OPDRACHT:
Geef uit de tekst over de stijgende huizenprijzen het stuk tussen "De sterke groei hield" en "onder het OESO-gemiddelde.", beide inbegrepen, woordelijk terug.

TEKSTFRAGMENT:
Het was Deniz Igan, plaatsvervangend hoofd van de macro-financiële onderzoeksafdeling van het IMF, die op de sterke groei van de huizenprijzen in het afgelopen jaar wees. Die stijgingen vonden voornamelijk plaats het noordelijk halfrond.

De sterke groei hield aan in onder meer het Verenigd Koninkrijk, Zuid-Korea, Nieuw-Zeeland, Canada en Turkije. België blijft voorlopig onder het OESO-gemiddelde.

Huizenkoorts

Sommige landen vertonen tekenen van huizenkoorts, volgens Enrique Martínez-García, senior onderzoekseconoom bij de Federal Reserve Bank of Dallas. Hij schrijft dit toe aan fiscale en monetaire stimuleringsmaatregelen tijdens de pandemie.

Extreem soepele financiële voorwaarden, met een recordlaagte van de rentevoeten, hebben de huizenprijzen in een ongewoon snel tempo doen stijgen. En dat tijdens een periode van zwakke economische activiteit, zei Borio.

Lage leenkosten maken de aankoop van een huis betaalbaarder in vergelijking met huur en andere investeringen. Bovendien hebben veel huishoudens, vooral de rijkere, sinds het begin van de pandemie grote spaartegoeden opgebouwd. Zo beperkten lockdowns de uitgaven en werden sommige banen beschermd.

Een groot deel van dat extra inkomen is naar de woningmarkt gegaan, zegt Martínez-García tegen FT.

BESCHIKBARE GEGEVENS:
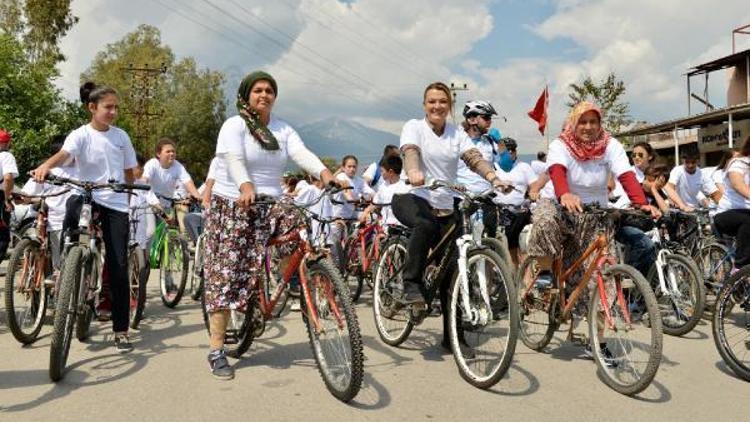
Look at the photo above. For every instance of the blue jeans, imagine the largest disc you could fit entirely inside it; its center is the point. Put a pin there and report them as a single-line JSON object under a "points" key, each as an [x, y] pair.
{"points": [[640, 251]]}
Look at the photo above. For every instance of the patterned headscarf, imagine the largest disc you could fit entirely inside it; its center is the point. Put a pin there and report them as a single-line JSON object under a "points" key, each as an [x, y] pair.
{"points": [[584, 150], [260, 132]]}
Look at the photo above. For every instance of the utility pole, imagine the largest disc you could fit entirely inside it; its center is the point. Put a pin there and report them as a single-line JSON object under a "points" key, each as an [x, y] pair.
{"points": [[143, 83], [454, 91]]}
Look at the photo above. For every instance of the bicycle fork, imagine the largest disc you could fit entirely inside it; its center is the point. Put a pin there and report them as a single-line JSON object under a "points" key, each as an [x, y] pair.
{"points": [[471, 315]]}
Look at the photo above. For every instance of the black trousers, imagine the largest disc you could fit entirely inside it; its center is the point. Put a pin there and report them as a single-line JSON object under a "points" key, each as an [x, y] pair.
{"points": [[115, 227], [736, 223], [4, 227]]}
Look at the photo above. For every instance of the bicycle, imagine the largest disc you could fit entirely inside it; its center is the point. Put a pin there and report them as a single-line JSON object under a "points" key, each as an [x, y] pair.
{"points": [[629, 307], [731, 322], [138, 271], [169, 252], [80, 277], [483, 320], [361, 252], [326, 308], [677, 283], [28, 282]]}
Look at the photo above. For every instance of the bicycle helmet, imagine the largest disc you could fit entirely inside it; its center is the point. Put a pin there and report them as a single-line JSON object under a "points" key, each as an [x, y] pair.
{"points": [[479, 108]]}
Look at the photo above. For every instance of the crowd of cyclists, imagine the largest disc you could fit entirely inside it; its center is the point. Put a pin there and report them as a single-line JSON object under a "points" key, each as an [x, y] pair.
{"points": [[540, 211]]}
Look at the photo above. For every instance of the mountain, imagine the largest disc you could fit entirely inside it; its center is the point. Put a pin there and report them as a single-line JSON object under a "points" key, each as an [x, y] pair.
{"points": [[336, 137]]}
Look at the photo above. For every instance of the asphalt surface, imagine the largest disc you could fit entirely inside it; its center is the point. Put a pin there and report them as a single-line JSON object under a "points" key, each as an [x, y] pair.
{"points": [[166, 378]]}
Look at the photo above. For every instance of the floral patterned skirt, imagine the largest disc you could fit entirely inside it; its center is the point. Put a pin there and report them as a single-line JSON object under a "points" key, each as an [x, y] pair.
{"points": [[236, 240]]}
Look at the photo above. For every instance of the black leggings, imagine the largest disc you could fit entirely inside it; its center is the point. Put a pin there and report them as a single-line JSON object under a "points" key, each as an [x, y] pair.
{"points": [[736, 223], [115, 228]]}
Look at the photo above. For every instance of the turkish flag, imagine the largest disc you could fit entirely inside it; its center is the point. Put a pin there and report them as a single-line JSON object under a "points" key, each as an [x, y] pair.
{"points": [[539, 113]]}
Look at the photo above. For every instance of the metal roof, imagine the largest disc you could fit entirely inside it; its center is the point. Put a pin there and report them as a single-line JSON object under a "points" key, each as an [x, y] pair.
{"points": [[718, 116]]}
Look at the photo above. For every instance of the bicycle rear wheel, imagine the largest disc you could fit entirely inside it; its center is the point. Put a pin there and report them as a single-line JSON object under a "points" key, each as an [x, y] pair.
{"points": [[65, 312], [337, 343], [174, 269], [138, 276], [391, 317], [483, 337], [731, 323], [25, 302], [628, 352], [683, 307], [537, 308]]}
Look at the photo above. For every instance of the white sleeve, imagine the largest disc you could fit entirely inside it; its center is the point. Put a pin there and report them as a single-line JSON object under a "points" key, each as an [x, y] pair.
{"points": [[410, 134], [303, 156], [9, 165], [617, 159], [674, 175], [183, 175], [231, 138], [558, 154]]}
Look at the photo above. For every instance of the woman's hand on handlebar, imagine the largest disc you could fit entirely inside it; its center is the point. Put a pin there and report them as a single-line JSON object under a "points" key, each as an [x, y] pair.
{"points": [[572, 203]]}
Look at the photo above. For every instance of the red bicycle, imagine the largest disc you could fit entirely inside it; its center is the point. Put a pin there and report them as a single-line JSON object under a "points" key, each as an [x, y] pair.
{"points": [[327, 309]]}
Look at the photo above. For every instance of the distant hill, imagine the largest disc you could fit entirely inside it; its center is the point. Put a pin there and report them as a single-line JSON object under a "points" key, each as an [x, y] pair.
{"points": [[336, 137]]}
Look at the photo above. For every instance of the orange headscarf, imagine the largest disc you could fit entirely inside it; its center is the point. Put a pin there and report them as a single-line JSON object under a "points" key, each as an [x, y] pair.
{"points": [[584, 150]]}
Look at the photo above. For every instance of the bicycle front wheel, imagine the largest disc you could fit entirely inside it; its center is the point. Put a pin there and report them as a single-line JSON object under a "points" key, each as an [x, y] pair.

ANTWOORD:
De sterke groei hield aan in onder meer het Verenigd Koninkrijk, Zuid-Korea, Nieuw-Zeeland, Canada en Turkije. België blijft voorlopig onder het OESO-gemiddelde.